Soldados e migrantes italianos nas Américas
Alberto Arecchi
Vila Nova de Gaia/Portugal
No ano 1860, a chamada “façanha dos Mil”, sob o comando de Giuseppe Garibaldi, apoiada e favorecida por diversas potências europeias, inimigas do Império Austríaco, pôs fim com uma rápida campanha militar à existência do Reino Bourbon das Duas Sicílias (Sicília e Itália do Sul) que no ano seguinte foi agregado pelo Reino da Sardenha para dar origem ao Reino da Itália. Levantamentos populares insurgiram contra o novo governo. As feridas socioeconômicas causadas por esse empreendimento provocaram um rápido empobrecimento das regiões do Sul de Itália, com revoltas de ex soldados do Reino derrotado, apoiados por grupos de “bandidos”, e deram origem à “questão meridional”, que perdura até hoje. Entre as principais causas do banditismo pós-unificação podemos elencar: o agravamento das condições econômicas; a incompreensão e indiferença da nova classe dominante para com a população; o aumento dos impostos e dos preços dos bens de primeira necessidade; o agravamento da questão da propriedade estatal, devido ao oportunismo dos ricos proprietários de terras. O banditismo, segundo alguns, foi uma verdadeira guerra civil e foi sufocado com métodos brutais, o que gerou polêmicas entre os representantes liberais e políticos de alguns estados europeus.
Foram apenas vinte mil (dos 72 mil esperados) os jovens do Sul que compareceram ao primeiro alistamento militar do Reino da Itália, em 1861. O governo do novo Estado italiano decidiu então providenciar meios precipitados para resolver o problema, enviando unidades piemontesas do exército regular nas pequenas cidades do Sul. Foram sobretudo os mais valentes defensores dos últimos bastiões do Sul que pagaram o preço mais elevado. Eles foram deportados para campos de concentração no Piemonte, para torná-los inofensivos. As detenções e deportações de todos os homens com idades compreendidas entre os vinte e os vinte e cinco anos, em alguns casos até houve fuzilamentos sumários de rapazes analfabetos, que eram na maioria filhos de agricultores e desconheciam o apelo às armas, marcaram uma das páginas mais sombrias dos primeiros momentos do Reino da Itália. Alguns daqueles meninos conseguiram escapar do recrutamento que não aceitaram, embarcando em navios a vapor que partiam para o Novo Mundo e somando seu nome ao de muitos ex-soldados do reino Bourbon que estavam fugindo do recrutamento obrigatório.

LISTAGEM ::
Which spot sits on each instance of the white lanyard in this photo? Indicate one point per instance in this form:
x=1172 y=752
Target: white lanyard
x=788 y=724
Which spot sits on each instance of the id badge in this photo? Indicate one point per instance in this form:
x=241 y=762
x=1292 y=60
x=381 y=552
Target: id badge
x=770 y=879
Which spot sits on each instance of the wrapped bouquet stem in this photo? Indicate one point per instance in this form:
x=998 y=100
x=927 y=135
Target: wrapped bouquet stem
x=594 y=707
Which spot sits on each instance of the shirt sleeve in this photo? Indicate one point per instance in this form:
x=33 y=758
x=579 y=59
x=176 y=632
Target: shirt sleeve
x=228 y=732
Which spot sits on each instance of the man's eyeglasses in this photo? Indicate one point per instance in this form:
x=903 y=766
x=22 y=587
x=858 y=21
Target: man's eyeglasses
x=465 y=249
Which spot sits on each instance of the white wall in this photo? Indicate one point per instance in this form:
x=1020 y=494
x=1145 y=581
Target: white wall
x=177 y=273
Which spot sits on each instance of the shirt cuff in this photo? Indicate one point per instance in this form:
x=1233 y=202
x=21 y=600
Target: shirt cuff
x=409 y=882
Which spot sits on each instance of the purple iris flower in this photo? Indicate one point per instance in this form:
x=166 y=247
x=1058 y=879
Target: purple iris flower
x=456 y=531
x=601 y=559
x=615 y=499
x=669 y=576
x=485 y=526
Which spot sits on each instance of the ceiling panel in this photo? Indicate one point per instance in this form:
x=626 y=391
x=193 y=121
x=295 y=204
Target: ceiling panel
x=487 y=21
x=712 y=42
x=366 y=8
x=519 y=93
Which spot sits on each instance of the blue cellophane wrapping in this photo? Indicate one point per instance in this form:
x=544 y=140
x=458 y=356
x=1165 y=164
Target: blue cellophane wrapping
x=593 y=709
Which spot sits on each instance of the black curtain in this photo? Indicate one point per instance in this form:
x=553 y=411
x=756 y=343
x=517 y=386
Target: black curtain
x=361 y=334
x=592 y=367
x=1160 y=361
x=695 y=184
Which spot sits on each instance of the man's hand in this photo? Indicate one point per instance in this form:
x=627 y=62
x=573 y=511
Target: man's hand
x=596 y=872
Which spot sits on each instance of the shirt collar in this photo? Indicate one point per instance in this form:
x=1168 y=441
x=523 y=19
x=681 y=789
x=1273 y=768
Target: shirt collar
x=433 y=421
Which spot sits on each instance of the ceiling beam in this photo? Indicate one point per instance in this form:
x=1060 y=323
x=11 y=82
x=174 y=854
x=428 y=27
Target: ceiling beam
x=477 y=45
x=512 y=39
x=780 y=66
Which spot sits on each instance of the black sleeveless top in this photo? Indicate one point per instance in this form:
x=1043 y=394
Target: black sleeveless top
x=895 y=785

EXERCÍCIOS ::
[a] Responda com base no texto sobre soldados e migrantes italianos:
(i) Em que ano ocorreu a chamada "façanha dos Mil"?
(ii) Quantos jovens do Sul compareceram ao primeiro alistamento militar do Reino da Itália, em 1861?
(iii) Para onde foram deportados os mais valentes defensores dos últimos bastiões do Sul?
[b] Reproduza como lista numerada as linhas das entradas, começando pela linha que contém "Which spot sits on each instance of the ceiling beam" e indo até o fim das entradas. Omita as linhas em branco.
O texto e as entradas não têm nenhuma relação entre si.

RESPOSTAS DOS EXERCÍCIOS ::
[a]
(i) Em 1860.
(ii) Vinte mil, dos 72 mil esperados.
(iii) Para campos de concentração no Piemonte.

[b]
1. Which spot sits on each instance of the ceiling beam in this photo? Indicate one point per instance in this form:
2. x=1060 y=323
3. x=11 y=82
4. x=174 y=854
5. x=428 y=27
6. Target: ceiling beam
7. x=477 y=45
8. x=512 y=39
9. x=780 y=66
10. Which spot sits on each instance of the black sleeveless top in this photo? Indicate one point per instance in this form:
11. x=1043 y=394
12. Target: black sleeveless top
13. x=895 y=785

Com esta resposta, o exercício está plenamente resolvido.